Problem statement:
Convert the records below into a two-column CSV with the header columns "request" and "answer". Give one row per record, place each record's text and its answer in a single quoted field apiece, and replace any line breaks with spaces.

Data listing:
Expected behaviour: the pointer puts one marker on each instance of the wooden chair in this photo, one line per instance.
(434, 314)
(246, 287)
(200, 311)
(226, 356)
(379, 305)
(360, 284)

Reply to the task:
request,answer
"Expected behaviour: the pointer puts one marker on each instance of the wooden chair in this photo, one line per instance.","(434, 314) (246, 287) (200, 311) (226, 356) (379, 305) (360, 284)"